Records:
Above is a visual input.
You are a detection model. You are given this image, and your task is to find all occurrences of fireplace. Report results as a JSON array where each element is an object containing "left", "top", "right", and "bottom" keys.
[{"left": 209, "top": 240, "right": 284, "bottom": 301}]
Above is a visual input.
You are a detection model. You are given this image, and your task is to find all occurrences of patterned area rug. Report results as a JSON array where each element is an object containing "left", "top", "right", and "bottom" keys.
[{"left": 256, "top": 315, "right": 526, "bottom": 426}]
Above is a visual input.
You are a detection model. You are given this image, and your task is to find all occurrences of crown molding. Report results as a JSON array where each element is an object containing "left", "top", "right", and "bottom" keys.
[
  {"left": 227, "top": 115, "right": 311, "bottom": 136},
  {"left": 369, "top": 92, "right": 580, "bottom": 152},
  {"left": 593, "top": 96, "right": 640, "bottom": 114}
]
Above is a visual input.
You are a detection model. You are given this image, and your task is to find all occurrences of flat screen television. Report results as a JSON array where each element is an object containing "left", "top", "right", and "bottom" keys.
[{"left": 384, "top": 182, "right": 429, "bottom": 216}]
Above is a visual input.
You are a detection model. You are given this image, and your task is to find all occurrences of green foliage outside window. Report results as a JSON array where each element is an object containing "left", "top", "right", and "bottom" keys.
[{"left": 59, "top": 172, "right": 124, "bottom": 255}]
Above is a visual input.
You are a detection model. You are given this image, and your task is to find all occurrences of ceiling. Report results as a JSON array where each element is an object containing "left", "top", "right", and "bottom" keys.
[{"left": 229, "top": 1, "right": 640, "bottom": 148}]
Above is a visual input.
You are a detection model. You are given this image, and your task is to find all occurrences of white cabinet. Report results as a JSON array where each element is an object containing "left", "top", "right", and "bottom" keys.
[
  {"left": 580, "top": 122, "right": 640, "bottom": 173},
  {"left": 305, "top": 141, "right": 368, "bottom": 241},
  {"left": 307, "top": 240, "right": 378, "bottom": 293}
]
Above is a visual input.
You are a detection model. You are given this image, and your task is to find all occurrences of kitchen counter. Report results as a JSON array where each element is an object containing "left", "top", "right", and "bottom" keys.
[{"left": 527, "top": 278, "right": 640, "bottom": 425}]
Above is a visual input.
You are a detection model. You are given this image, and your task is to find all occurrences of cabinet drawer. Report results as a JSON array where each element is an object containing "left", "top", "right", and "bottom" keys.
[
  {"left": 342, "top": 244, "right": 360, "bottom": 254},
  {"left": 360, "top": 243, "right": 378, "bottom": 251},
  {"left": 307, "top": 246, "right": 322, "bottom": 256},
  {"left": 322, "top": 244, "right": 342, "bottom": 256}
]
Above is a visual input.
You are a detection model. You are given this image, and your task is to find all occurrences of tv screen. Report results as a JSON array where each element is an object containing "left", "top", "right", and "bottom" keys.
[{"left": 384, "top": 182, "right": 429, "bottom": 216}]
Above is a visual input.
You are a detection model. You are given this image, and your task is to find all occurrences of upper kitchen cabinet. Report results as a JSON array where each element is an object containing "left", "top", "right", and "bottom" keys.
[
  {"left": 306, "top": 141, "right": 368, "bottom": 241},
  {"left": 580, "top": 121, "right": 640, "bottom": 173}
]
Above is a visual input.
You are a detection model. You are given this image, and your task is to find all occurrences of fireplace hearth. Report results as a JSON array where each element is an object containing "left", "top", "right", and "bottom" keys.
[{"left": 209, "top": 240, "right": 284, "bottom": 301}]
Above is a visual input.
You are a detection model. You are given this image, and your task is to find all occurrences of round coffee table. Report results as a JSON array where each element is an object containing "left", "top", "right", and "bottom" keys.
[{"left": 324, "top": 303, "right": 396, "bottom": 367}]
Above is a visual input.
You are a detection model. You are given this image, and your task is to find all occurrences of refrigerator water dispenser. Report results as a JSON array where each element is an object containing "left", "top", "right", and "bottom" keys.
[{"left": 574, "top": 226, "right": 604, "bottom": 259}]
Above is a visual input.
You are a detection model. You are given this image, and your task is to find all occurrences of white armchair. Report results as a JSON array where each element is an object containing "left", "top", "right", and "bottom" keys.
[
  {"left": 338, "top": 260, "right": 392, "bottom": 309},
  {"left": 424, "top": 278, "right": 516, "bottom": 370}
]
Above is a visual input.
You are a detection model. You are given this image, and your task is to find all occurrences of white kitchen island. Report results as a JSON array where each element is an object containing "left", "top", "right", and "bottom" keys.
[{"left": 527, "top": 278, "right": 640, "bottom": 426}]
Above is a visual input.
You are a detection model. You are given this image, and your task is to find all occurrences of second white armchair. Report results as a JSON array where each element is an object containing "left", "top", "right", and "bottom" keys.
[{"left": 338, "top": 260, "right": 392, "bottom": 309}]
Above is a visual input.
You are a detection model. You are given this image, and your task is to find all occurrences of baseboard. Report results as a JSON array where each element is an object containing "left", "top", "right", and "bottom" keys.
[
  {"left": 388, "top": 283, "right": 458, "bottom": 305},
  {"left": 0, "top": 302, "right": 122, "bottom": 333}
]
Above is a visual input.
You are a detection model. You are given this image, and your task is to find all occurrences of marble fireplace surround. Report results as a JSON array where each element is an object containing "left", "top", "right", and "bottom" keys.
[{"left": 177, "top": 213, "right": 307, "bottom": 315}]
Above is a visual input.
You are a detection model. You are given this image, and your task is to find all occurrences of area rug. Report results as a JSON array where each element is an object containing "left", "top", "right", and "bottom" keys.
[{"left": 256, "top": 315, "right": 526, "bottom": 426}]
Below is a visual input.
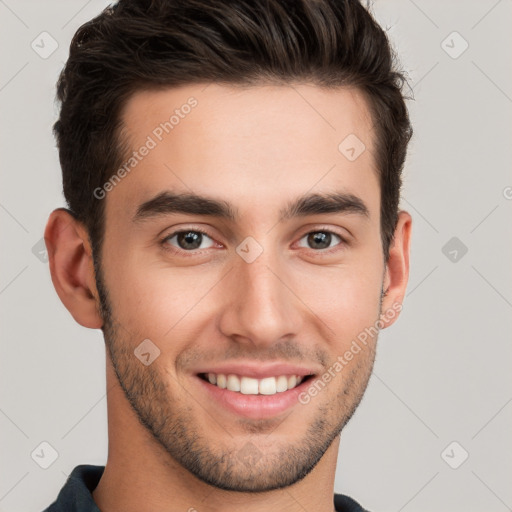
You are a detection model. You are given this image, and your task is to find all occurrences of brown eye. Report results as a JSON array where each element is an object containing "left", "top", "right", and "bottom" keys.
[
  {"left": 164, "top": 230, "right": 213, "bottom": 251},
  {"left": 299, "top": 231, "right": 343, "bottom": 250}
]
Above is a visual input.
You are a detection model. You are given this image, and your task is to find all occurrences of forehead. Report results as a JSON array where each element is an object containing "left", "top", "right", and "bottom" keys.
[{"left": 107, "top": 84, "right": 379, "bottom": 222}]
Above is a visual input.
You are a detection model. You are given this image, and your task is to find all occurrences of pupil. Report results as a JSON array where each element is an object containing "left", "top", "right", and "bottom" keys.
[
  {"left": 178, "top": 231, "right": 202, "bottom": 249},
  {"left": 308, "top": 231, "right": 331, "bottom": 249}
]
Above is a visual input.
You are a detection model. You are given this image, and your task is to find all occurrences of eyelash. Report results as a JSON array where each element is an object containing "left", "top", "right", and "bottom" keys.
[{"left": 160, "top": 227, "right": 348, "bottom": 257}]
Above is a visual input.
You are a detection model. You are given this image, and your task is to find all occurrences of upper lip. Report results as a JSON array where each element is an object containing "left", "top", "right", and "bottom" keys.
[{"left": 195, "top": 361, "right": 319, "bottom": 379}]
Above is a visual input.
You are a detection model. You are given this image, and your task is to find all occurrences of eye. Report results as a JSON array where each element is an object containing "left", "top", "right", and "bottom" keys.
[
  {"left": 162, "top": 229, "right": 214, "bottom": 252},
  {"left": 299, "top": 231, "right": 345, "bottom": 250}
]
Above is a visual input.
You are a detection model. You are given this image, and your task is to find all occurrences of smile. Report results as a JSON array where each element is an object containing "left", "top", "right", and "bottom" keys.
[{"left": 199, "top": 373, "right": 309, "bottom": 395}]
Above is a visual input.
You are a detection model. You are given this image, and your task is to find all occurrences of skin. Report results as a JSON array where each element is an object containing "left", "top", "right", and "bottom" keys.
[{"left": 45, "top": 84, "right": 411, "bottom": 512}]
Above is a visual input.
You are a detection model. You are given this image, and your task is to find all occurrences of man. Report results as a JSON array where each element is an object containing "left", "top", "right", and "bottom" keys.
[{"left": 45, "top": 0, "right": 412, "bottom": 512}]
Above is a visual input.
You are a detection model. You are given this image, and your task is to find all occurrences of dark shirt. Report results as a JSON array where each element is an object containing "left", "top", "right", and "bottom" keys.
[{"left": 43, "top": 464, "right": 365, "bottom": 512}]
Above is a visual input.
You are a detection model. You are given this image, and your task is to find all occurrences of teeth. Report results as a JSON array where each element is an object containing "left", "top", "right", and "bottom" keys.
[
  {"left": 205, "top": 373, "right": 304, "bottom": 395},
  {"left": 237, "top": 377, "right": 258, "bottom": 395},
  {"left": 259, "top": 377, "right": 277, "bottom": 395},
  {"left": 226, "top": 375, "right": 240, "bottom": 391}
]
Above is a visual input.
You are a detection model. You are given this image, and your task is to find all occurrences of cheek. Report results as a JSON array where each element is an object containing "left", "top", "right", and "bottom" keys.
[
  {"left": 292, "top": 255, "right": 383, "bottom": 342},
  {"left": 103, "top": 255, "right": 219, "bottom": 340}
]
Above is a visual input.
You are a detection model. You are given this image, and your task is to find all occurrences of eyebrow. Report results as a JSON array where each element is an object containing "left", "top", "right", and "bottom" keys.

Exercise details:
Return every line in the records above that contains the string "fireplace". Matching is case-sensitive.

Reply:
You are a detection model. You are given this image, and your task is to find all occurrences of fireplace. Report results as a JSON array where each element is an object containing "left", "top", "right", and "bottom" keys.
You are a detection model. You are given this image, and your task is to find all occurrences of fireplace hearth. Report results as a JSON array where each element is an object containing "left", "top", "right", and "bottom" keys.
You are a detection model. You are given this image, and your task is to find all occurrences of marble fireplace surround. Report results as a JSON array where each element is an object containing "left", "top", "right", and "bottom" keys.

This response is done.